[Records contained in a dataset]
= Beginning of Section =

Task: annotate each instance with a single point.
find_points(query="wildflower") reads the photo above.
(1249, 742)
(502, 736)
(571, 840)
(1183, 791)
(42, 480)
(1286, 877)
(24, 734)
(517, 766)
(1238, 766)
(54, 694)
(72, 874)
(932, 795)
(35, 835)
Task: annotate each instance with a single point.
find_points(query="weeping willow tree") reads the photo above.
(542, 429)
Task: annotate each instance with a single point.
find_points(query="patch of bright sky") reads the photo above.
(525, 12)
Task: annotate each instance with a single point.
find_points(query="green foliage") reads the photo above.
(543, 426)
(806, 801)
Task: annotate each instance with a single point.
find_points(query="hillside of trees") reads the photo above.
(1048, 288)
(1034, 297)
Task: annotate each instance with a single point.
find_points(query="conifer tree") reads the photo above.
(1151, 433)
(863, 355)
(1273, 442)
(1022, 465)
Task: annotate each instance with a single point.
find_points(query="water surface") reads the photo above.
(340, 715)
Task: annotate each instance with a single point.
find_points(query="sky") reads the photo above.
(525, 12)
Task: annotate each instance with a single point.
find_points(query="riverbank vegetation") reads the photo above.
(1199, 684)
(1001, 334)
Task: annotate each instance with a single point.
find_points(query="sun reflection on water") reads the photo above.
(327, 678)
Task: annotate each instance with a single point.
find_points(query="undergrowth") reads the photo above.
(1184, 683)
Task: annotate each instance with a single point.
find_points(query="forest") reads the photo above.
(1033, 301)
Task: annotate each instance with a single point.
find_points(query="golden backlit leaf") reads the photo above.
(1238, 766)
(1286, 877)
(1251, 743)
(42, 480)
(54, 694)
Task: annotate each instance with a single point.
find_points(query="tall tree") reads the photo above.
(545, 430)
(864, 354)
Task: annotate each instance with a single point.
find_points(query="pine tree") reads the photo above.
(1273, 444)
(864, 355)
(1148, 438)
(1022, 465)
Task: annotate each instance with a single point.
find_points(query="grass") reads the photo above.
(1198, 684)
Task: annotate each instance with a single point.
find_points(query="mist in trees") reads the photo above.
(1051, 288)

= End of Section =

Work instructions -
Each entry in the data should be restated exactly as it was written.

Written answer -
Task: annotate each instance with a single point.
find_points(query="wildflower") reads the photo above.
(1249, 742)
(502, 736)
(571, 840)
(1183, 791)
(42, 480)
(1286, 877)
(24, 734)
(517, 766)
(1238, 766)
(54, 694)
(72, 874)
(932, 795)
(35, 835)
Task: annotate each instance with a single point.
find_points(query="weeping willow tree") reads the photo above.
(542, 429)
Task: annotate each instance with a single point.
find_points(query="patch of bright sky") reads the photo above.
(525, 12)
Task: annotate each instance with a single point.
find_points(query="green foliage") reads the photo above.
(543, 426)
(806, 801)
Task: annotate each instance with a single point.
find_points(query="hillside of trees") reads the photo above.
(1048, 288)
(1034, 297)
Task: annotate each instance with a single point.
find_points(query="conifer tree") reads the photo above.
(1151, 433)
(863, 355)
(1273, 442)
(1022, 465)
Task: annotate each instance with a single point.
find_points(query="water surface") reads the photo above.
(340, 715)
Task: annotate each instance with a single point.
find_points(query="sky") reads the photo above.
(525, 12)
Task: annotate each instance with a single point.
find_points(query="riverbank vegetation") reads the photo above.
(1199, 684)
(1001, 334)
Task: annotate each instance with a single point.
find_points(query="sun reflection on water") reads the photo above.
(327, 678)
Task: annotate each instance with a single point.
find_points(query="undergrowth") reads the photo above.
(1184, 683)
Task: annotate each instance with a single point.
find_points(query="forest") reads the photo above.
(1033, 301)
Task: annotate each instance with a single point.
find_points(query="golden backlit leaf") reads the photo above.
(1238, 766)
(1286, 877)
(1251, 743)
(42, 480)
(54, 694)
Task: annotate each instance with a single point.
find_points(query="tall tree") reads the photo above.
(545, 430)
(864, 354)
Task: annotate each instance with a single point.
find_points(query="pine tree") reads the photo above.
(1273, 444)
(864, 355)
(1148, 438)
(1022, 465)
Task: annotate each instance with a single point.
find_points(query="grass") reads the photo above.
(1198, 684)
Task: annotate each instance with a single point.
find_points(query="mist in trees") reads the photo above.
(1051, 288)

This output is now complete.